Write out every entry exactly as given, but omit the pictures.
####
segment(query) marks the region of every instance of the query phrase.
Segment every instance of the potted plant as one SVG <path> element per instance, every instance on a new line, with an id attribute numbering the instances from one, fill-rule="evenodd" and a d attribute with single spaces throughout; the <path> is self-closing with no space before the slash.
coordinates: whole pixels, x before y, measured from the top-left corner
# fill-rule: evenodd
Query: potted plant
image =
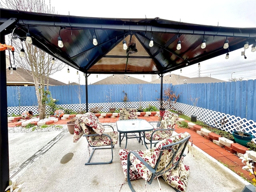
<path id="1" fill-rule="evenodd" d="M 193 114 L 191 116 L 191 122 L 196 122 L 196 120 L 197 118 L 197 116 L 196 115 L 196 104 L 197 102 L 198 101 L 200 97 L 192 98 L 190 96 L 190 98 L 189 99 L 193 103 Z"/>
<path id="2" fill-rule="evenodd" d="M 73 134 L 75 130 L 75 125 L 76 125 L 76 119 L 71 119 L 70 120 L 67 122 L 68 129 L 70 134 Z"/>
<path id="3" fill-rule="evenodd" d="M 108 92 L 107 92 L 108 94 L 106 95 L 106 101 L 109 103 L 110 108 L 109 111 L 113 113 L 116 110 L 116 108 L 112 105 L 112 96 L 114 95 L 114 93 L 112 92 L 112 90 L 109 89 Z"/>
<path id="4" fill-rule="evenodd" d="M 236 142 L 243 146 L 246 146 L 247 143 L 250 142 L 253 137 L 252 134 L 242 131 L 241 126 L 239 126 L 238 130 L 233 131 L 232 134 Z"/>

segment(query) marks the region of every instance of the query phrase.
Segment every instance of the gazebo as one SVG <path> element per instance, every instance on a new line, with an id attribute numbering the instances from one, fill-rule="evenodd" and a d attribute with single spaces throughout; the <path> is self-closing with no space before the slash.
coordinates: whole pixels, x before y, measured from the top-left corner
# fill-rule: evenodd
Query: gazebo
<path id="1" fill-rule="evenodd" d="M 256 28 L 194 24 L 161 18 L 105 18 L 0 9 L 1 43 L 4 36 L 26 40 L 53 58 L 84 73 L 164 74 L 249 45 Z M 6 58 L 0 52 L 1 190 L 9 180 Z M 223 56 L 224 59 L 225 56 Z M 88 110 L 86 88 L 86 108 Z"/>

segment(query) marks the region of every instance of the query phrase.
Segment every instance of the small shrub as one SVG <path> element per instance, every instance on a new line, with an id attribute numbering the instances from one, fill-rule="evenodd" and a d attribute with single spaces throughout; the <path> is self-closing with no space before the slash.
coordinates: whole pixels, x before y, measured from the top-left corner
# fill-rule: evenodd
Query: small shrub
<path id="1" fill-rule="evenodd" d="M 35 125 L 33 124 L 31 124 L 30 123 L 29 123 L 27 125 L 26 125 L 25 126 L 25 129 L 29 129 L 30 128 L 31 128 L 31 127 L 33 127 L 35 126 Z"/>
<path id="2" fill-rule="evenodd" d="M 76 114 L 76 112 L 72 109 L 65 109 L 64 112 L 65 114 Z"/>
<path id="3" fill-rule="evenodd" d="M 154 106 L 153 105 L 151 105 L 150 104 L 148 104 L 148 107 L 145 108 L 143 110 L 143 111 L 144 112 L 146 111 L 156 111 L 158 110 L 158 109 L 155 106 Z"/>
<path id="4" fill-rule="evenodd" d="M 188 122 L 186 122 L 185 121 L 182 121 L 180 123 L 180 125 L 179 126 L 180 127 L 182 127 L 183 128 L 188 128 Z"/>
####
**WRITTEN SOLUTION:**
segment(query) marks the region of every instance of the query phrase.
Segment every instance of the potted plant as one SVG <path> element per instance, every instance on a new line, with an id attribute numbering the instances from one, fill-rule="evenodd" and a d attribute with single spaces throughout; the <path> is self-closing with no space before the slash.
coordinates: whole pixels, x before y, measured from the top-left corner
# fill-rule: evenodd
Query: potted plant
image =
<path id="1" fill-rule="evenodd" d="M 193 114 L 191 116 L 191 122 L 196 122 L 196 120 L 197 118 L 197 116 L 196 115 L 196 104 L 197 102 L 198 101 L 200 97 L 192 98 L 190 96 L 190 98 L 189 99 L 193 103 Z"/>
<path id="2" fill-rule="evenodd" d="M 73 134 L 75 130 L 75 125 L 76 125 L 76 119 L 71 119 L 70 120 L 67 122 L 68 129 L 70 134 Z"/>
<path id="3" fill-rule="evenodd" d="M 108 92 L 107 92 L 108 94 L 106 95 L 106 101 L 109 103 L 110 108 L 109 111 L 113 113 L 116 110 L 116 108 L 112 105 L 112 96 L 114 95 L 114 93 L 112 92 L 112 90 L 109 89 Z"/>
<path id="4" fill-rule="evenodd" d="M 236 142 L 243 146 L 246 146 L 247 143 L 250 142 L 253 137 L 252 134 L 242 131 L 241 126 L 239 126 L 238 130 L 233 131 L 232 134 Z"/>

segment(query) marks the region of every instance of the query phrase.
Segment every instance of the gazebo as one SVG <path> element per instance, every instance on a new line, with an id attribute numbering the instances from one, fill-rule="evenodd" and a d attribute with single spaces throughout; the <path> is self-closing with no space before the slash.
coordinates: whole pixels, x before y, measured from the top-left corner
# fill-rule: evenodd
Query: gazebo
<path id="1" fill-rule="evenodd" d="M 256 28 L 194 24 L 161 18 L 105 18 L 0 9 L 1 43 L 4 36 L 26 40 L 53 58 L 84 73 L 164 74 L 249 45 Z M 6 58 L 0 52 L 1 190 L 9 180 Z M 223 56 L 224 59 L 225 56 Z M 88 110 L 86 88 L 86 108 Z"/>

segment(query) marks the region of every instance of the query phrase.
Segment every instance of the small shrub as one SVG <path> element per instance, every instance on a new line, with an id attribute numbering the instances from one, fill-rule="evenodd" and a d attribute with single spaces throughout; the <path> is self-closing with no space before the slash.
coordinates: whole pixels, x before y, measured from the top-left corner
# fill-rule: evenodd
Query: small shrub
<path id="1" fill-rule="evenodd" d="M 35 125 L 33 124 L 31 124 L 30 123 L 29 123 L 27 125 L 26 125 L 25 126 L 25 129 L 29 129 L 30 128 L 31 128 L 31 127 L 33 127 L 35 126 Z"/>
<path id="2" fill-rule="evenodd" d="M 76 114 L 76 112 L 72 109 L 65 109 L 64 112 L 65 114 Z"/>
<path id="3" fill-rule="evenodd" d="M 154 106 L 153 105 L 151 105 L 150 104 L 148 104 L 148 107 L 145 108 L 143 110 L 143 111 L 144 112 L 146 111 L 156 111 L 158 110 L 158 109 L 155 106 Z"/>
<path id="4" fill-rule="evenodd" d="M 188 122 L 186 122 L 185 121 L 182 121 L 180 123 L 180 125 L 179 126 L 180 127 L 182 127 L 183 128 L 188 128 Z"/>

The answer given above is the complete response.